(Entries drawn from a collection)
──────
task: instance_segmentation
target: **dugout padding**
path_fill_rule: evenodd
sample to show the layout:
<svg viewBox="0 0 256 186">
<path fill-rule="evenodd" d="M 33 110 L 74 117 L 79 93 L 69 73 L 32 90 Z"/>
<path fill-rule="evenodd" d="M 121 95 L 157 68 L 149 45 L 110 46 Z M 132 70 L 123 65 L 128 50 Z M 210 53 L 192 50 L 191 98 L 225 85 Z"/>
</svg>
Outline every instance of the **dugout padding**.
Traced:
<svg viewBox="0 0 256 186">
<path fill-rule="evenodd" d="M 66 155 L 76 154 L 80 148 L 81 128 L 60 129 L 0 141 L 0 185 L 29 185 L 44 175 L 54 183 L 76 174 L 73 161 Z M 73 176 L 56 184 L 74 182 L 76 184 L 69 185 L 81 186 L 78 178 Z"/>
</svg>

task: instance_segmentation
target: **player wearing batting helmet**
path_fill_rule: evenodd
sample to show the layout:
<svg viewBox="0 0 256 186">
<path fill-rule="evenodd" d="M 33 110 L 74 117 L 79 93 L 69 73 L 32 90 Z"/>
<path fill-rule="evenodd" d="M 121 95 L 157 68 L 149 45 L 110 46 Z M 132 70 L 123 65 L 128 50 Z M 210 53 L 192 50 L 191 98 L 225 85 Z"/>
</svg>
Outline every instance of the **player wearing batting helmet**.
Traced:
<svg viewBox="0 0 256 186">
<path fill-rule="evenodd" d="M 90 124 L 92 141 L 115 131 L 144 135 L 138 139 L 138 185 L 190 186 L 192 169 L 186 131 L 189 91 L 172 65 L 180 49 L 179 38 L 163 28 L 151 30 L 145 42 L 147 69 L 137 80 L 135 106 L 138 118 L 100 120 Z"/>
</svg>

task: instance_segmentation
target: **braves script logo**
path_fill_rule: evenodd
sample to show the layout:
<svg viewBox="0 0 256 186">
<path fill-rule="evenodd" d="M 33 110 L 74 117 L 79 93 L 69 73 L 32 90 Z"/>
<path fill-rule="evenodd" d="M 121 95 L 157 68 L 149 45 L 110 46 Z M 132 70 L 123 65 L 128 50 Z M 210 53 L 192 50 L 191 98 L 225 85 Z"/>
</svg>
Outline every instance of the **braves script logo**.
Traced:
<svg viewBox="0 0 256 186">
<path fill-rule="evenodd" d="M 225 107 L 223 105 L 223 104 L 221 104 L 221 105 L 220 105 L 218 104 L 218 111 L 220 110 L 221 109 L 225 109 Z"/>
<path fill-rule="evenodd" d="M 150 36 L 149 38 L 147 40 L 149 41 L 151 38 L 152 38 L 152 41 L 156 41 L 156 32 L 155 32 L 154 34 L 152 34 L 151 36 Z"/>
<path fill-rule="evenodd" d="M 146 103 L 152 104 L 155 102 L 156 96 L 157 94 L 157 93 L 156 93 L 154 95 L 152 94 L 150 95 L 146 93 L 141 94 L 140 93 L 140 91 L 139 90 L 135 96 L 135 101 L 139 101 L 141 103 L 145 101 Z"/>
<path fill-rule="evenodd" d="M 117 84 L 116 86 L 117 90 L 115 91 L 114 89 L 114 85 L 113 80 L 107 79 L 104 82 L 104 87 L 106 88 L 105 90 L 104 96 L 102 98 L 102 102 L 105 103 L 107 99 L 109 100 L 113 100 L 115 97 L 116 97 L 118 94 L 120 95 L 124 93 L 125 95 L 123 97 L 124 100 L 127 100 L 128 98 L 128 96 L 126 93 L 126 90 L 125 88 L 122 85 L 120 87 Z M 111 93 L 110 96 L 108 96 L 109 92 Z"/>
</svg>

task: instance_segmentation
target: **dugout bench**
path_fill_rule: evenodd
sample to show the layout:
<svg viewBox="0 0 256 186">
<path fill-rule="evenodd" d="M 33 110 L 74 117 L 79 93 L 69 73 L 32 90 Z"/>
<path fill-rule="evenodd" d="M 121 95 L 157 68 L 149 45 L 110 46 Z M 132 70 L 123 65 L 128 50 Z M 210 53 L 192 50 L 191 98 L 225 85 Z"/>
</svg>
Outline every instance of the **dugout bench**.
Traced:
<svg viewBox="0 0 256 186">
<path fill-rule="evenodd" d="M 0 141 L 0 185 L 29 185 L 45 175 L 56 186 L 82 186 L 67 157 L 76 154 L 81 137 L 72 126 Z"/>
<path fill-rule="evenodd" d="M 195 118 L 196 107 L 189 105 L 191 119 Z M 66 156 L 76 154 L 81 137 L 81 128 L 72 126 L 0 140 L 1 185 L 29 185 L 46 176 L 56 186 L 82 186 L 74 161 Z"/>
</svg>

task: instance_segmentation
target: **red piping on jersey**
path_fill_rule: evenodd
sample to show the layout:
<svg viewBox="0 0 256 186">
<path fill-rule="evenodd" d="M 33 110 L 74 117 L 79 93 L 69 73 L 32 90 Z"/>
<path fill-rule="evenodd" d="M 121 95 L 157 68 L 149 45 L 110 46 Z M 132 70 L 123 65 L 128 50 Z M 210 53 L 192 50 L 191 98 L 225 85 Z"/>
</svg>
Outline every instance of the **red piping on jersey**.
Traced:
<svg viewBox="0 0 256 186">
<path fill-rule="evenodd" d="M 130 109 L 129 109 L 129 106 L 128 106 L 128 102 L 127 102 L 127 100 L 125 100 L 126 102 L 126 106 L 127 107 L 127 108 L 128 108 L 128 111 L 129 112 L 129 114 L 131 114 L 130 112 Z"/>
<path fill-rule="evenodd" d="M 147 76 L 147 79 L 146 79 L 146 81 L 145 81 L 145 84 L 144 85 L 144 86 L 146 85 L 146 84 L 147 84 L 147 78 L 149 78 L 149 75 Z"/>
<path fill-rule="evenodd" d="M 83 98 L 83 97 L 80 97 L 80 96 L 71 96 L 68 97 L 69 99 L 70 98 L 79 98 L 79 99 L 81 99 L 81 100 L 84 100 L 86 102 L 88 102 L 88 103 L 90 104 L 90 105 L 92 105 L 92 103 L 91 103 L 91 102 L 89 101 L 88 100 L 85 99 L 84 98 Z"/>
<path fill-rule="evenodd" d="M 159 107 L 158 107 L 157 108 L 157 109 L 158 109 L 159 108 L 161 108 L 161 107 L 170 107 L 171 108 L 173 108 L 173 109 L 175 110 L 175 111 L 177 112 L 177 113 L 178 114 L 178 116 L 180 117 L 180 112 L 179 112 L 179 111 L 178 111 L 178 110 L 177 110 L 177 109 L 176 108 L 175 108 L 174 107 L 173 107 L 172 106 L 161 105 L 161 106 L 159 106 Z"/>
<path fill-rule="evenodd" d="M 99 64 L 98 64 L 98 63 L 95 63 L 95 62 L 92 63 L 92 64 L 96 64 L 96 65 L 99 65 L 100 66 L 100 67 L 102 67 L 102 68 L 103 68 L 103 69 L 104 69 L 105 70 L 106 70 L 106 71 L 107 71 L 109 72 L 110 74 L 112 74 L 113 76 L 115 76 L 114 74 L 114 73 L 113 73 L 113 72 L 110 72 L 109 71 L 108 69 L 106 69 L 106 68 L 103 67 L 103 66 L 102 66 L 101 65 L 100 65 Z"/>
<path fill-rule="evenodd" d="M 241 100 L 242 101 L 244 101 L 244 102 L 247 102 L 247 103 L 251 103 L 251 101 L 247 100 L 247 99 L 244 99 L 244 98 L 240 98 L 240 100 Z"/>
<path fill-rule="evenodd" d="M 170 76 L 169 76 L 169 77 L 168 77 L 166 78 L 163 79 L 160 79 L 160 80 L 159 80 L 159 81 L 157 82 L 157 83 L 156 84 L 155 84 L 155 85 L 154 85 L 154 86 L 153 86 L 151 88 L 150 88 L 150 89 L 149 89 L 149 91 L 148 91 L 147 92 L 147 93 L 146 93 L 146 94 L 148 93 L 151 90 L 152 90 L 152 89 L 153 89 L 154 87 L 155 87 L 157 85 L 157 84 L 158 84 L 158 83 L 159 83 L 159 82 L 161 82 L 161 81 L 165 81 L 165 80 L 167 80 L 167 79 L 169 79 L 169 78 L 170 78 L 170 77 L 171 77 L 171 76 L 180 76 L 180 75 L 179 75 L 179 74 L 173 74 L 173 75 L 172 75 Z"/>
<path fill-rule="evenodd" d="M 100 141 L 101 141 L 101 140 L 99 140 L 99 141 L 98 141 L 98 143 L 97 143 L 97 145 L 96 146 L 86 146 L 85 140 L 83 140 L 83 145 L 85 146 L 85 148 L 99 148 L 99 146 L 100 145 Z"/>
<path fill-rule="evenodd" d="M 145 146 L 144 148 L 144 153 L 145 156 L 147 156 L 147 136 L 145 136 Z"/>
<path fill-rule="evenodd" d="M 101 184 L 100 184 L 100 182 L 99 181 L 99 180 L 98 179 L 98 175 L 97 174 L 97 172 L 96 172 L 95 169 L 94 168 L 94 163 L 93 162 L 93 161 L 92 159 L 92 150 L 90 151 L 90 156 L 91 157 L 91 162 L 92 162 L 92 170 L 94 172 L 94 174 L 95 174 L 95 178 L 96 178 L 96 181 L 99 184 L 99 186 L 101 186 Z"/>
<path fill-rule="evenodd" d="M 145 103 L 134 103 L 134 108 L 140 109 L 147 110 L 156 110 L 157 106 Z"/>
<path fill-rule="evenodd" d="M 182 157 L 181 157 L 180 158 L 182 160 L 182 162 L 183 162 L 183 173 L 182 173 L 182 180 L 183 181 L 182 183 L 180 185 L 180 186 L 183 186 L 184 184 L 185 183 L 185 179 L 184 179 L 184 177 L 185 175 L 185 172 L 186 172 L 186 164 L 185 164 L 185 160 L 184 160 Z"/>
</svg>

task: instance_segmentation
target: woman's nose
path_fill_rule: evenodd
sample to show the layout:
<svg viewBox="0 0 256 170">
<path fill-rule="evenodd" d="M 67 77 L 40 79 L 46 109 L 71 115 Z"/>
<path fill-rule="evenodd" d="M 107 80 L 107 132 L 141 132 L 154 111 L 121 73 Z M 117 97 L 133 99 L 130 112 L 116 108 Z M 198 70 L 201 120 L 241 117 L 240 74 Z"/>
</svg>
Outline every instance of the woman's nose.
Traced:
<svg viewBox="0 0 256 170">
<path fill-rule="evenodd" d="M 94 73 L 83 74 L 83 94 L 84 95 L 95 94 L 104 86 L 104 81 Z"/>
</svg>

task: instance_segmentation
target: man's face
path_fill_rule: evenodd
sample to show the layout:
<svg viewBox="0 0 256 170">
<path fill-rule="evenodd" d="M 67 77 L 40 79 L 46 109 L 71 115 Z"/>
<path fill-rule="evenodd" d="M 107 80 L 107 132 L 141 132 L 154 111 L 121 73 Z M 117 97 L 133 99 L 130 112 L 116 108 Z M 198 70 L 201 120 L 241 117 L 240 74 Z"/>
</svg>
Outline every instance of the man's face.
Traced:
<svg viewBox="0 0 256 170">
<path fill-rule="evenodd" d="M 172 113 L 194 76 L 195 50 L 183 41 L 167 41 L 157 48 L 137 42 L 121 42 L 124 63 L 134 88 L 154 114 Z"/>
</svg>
──────
### TASK DETAILS:
Which lines of the records above contain the string "wearing"? Gather every one of them, treating uppercase and lowercase as distinct.

### WRITTEN SOLUTION:
target: **player wearing batting helmet**
Outline every instance of the **player wearing batting helmet**.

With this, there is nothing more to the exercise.